- **GIVEN TASK A**:
Translate this sentence from the post about Georges Perec into Spanish: "This tiny book, with its occasionally glittering observations, has made my week, in that glum period after the clocks went back."

• • • • • • •

Wednesday 28 October 2009

Georges Perec: Still Crazy After All Those Years

The media obsession with cultural anniversaries is not always complete – look how the books pages missed the fact that this year, nearly over, has been the centenary of Malcolm Lowry – but here's one you definitely haven't thought of. This month is the 35th anniversary of a literary experiment by that delightful and inventive French writer, Georges Perec. In October 1974 he decided to station himself for three days in the place Saint-Sulpice in the posh 6th arrondissement of Paris in St Germain just north of the Jardin du Luxembourg and make a record of everything he saw. Tentative d'épuisement d'un lieu parisien (Attempt to exhaust all the possibilities of one particular spot in Paris) his little book is a record of what he saw. All those apple-green 2CVs, buses, Japanese tourists, aubergines (I'd forgotten that's French slang for a traffic warden), taxi-drivers, flâneurs, children, dogs, dossers passed by as he sat in cafés drinking coffee or vittel. Perec loved to tease out the poetry of the ordinary and what might sound like an exercise in obsessive tedium is in fact fascinating as we see a little quartier of Paris under the microscope. The artist, of course, sees what we don't always see and this is of course selective and proves that, in writing, the glory is in the detail and in what is selected rather than left out. This tiny book, with its occasionally glittering observations, has made my week, in that glum period after the clocks went back.

• • • • • • •

- **GIVEN TASK B**:
In the listing, turn everything from the line containing "the pink hydrangea" down to and including the line containing "[272,37,413,215]" into a Markdown table with the columns Row and Line. Number each line and leave out any blank lines.

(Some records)
• • • • • • •

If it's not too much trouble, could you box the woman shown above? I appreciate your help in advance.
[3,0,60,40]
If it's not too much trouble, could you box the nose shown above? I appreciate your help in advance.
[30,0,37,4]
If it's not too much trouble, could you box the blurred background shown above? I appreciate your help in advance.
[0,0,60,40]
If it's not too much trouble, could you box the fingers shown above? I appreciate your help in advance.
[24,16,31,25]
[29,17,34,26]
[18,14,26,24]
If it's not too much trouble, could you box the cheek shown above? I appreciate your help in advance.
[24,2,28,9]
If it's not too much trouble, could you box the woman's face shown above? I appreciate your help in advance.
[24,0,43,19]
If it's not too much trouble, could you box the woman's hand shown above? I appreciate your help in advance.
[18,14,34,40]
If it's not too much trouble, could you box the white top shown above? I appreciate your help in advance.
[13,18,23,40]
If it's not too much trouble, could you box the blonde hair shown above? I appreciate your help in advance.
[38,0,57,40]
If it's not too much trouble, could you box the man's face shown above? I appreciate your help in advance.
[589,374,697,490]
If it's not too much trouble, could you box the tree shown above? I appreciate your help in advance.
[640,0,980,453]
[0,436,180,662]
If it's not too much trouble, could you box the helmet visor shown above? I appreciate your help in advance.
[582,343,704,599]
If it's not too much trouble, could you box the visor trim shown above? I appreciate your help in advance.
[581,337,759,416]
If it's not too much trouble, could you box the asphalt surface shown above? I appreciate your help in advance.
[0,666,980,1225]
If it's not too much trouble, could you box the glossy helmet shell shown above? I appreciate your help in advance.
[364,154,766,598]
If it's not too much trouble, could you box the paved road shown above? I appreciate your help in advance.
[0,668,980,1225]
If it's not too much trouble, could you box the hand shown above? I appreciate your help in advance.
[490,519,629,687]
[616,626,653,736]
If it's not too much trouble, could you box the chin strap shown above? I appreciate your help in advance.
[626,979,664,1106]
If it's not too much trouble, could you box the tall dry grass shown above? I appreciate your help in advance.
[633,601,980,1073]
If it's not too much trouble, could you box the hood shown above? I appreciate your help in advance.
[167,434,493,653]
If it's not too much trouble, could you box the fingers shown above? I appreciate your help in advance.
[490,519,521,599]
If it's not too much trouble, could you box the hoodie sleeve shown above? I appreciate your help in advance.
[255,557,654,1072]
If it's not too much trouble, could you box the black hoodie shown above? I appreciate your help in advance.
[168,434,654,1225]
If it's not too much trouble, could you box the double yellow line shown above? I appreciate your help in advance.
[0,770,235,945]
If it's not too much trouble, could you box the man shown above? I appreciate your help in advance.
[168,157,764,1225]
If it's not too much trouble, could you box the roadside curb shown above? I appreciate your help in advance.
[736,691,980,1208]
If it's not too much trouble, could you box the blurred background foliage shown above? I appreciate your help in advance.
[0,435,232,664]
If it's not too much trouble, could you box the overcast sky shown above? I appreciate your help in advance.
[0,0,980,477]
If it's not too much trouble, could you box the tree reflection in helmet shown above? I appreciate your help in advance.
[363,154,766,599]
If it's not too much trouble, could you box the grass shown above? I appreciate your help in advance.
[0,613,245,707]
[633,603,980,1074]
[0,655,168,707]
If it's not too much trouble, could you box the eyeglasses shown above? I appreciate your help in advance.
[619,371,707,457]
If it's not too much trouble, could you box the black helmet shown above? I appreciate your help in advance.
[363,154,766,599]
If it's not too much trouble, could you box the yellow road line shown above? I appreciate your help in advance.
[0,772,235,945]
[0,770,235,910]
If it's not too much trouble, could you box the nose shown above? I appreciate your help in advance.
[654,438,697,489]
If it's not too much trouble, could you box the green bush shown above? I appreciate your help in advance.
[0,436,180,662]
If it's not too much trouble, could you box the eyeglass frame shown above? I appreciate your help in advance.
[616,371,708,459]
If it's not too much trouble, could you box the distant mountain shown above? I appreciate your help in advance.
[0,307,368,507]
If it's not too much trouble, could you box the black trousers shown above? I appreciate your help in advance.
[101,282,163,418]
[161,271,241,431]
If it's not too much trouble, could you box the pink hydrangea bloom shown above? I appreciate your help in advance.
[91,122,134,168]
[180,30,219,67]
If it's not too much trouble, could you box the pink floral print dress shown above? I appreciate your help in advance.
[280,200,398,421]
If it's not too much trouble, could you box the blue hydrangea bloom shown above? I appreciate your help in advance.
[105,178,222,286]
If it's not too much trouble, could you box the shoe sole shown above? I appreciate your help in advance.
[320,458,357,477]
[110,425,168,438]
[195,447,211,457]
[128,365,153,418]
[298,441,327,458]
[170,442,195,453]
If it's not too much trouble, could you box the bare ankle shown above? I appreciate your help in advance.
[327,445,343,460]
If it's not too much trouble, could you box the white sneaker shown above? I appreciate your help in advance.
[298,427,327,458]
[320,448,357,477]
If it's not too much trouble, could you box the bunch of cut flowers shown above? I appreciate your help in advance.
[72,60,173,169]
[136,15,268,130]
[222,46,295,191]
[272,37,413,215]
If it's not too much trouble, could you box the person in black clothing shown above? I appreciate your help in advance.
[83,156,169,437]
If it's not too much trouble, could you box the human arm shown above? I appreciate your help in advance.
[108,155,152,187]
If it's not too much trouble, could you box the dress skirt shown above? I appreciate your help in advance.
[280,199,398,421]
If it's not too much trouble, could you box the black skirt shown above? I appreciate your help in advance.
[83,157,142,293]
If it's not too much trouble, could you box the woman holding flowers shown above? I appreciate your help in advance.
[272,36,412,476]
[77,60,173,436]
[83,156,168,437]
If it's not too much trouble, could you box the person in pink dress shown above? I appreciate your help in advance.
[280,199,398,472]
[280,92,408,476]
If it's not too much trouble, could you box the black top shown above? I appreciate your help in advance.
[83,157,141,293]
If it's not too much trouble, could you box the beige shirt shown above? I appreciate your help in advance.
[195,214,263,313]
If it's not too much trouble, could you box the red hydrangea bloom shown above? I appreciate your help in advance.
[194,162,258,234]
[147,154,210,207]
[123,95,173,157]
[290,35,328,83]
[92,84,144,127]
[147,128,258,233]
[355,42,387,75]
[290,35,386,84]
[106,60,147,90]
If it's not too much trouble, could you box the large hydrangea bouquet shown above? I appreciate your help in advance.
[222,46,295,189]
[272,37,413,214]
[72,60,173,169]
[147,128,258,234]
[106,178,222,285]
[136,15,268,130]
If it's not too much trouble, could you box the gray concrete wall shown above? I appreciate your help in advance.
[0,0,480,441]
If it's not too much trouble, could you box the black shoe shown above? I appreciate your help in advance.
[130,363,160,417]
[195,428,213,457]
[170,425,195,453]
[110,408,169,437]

• • • • • • •

- **WRITTEN ANSWER A**:
Este librito, con sus observaciones a veces deslumbrantes, me ha alegrado la semana, en ese período sombrío después de que se atrasaran los relojes.

- **WRITTEN ANSWER B**:
| Row | Line |
|---|---|
| 1 | If it's not too much trouble, could you box the pink hydrangea bloom shown above? I appreciate your help in advance. |
| 2 | [91,122,134,168] |
| 3 | [180,30,219,67] |
| 4 | If it's not too much trouble, could you box the pink floral print dress shown above? I appreciate your help in advance. |
| 5 | [280,200,398,421] |
| 6 | If it's not too much trouble, could you box the blue hydrangea bloom shown above? I appreciate your help in advance. |
| 7 | [105,178,222,286] |
| 8 | If it's not too much trouble, could you box the shoe sole shown above? I appreciate your help in advance. |
| 9 | [320,458,357,477] |
| 10 | [110,425,168,438] |
| 11 | [195,447,211,457] |
| 12 | [128,365,153,418] |
| 13 | [298,441,327,458] |
| 14 | [170,442,195,453] |
| 15 | If it's not too much trouble, could you box the bare ankle shown above? I appreciate your help in advance. |
| 16 | [327,445,343,460] |
| 17 | If it's not too much trouble, could you box the white sneaker shown above? I appreciate your help in advance. |
| 18 | [298,427,327,458] |
| 19 | [320,448,357,477] |
| 20 | If it's not too much trouble, could you box the bunch of cut flowers shown above? I appreciate your help in advance. |
| 21 | [72,60,173,169] |
| 22 | [136,15,268,130] |
| 23 | [222,46,295,191] |
| 24 | [272,37,413,215] |